▶ [EXERCISE]: Copy every line from the records below that holds the word "flare".

▶ [DATA FOR THIS TASK]:
• • • • • • •

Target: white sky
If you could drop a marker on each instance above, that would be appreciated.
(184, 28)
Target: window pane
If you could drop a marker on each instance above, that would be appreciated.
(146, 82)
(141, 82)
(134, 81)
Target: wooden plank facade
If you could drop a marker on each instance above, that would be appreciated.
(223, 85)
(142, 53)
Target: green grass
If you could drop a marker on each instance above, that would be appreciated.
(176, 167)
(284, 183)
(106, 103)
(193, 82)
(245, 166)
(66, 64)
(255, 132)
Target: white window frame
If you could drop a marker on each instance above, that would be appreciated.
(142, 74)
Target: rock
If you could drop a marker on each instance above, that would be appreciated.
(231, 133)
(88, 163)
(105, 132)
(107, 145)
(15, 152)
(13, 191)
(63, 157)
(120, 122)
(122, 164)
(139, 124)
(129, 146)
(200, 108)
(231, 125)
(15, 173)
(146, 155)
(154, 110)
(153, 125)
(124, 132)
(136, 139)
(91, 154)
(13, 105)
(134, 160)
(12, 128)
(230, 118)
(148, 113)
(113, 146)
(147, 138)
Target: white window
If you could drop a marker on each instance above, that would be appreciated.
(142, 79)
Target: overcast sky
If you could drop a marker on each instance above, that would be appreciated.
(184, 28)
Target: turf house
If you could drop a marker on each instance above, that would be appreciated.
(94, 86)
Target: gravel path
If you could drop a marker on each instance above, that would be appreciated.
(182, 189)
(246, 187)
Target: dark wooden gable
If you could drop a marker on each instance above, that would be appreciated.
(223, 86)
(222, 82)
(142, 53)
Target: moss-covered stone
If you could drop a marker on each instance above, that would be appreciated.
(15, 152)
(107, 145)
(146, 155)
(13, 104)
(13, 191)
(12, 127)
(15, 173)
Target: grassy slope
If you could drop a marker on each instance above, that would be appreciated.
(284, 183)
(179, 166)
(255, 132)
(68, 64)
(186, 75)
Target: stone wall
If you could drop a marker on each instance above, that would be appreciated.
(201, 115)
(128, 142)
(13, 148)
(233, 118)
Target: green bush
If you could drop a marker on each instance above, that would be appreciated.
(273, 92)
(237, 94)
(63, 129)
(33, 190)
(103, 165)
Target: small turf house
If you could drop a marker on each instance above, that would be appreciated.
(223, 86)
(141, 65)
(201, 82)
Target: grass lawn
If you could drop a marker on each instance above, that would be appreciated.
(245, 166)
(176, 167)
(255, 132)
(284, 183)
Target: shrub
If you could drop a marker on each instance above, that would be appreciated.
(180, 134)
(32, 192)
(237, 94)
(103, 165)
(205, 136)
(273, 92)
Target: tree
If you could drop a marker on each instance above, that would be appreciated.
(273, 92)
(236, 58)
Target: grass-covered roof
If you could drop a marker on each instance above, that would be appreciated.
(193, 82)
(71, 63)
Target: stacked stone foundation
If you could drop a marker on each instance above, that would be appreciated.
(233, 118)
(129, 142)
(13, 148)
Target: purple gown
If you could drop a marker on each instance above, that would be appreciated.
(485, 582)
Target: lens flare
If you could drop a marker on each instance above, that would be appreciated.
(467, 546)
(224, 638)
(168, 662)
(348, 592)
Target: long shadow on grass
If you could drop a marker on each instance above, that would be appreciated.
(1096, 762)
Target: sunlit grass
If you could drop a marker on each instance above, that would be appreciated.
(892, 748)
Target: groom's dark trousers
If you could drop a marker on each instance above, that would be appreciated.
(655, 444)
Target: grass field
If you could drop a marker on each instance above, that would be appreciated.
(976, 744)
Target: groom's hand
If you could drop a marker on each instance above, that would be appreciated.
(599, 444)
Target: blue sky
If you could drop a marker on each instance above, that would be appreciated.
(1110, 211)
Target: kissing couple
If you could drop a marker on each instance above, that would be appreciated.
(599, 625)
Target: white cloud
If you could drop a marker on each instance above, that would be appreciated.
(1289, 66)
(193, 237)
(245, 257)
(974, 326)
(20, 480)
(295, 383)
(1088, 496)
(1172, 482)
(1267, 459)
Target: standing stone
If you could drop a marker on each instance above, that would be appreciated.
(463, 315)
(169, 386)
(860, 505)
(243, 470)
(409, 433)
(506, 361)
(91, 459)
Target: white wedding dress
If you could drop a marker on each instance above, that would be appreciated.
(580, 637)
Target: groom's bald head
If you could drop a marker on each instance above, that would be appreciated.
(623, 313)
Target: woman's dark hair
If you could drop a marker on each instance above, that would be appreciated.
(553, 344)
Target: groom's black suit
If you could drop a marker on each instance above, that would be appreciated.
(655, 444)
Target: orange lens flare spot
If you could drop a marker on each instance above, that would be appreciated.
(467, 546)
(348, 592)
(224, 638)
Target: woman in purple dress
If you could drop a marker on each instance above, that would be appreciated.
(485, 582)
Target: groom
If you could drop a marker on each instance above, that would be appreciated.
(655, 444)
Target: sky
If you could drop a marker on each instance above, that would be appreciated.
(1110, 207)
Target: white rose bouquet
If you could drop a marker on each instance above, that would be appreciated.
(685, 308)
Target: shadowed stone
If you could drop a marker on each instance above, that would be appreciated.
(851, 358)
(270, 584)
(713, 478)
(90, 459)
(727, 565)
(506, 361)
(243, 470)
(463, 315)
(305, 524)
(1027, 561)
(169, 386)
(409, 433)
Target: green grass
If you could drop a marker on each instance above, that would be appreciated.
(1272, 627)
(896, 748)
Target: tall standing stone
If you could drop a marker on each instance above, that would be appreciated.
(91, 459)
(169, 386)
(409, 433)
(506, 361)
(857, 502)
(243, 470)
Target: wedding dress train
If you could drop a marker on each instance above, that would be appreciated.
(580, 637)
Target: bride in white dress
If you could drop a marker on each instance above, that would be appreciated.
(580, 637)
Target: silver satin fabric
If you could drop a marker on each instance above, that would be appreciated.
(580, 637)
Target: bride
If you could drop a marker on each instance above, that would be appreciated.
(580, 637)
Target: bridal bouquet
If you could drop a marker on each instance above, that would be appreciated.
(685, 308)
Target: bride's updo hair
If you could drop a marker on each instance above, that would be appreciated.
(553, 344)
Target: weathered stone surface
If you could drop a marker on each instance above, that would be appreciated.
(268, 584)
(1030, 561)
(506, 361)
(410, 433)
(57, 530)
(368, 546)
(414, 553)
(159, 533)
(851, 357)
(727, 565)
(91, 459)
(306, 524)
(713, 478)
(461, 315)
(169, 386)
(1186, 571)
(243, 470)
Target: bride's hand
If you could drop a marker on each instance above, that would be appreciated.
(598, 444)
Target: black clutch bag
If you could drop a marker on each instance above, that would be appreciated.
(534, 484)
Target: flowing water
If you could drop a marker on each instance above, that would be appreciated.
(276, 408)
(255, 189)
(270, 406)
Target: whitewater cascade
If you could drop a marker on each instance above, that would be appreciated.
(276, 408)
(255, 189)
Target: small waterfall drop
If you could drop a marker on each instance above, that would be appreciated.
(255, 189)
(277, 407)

• • • • • • •

▶ [ANSWER SECTION]:
Target: lens flare
Target: orange lens flare spot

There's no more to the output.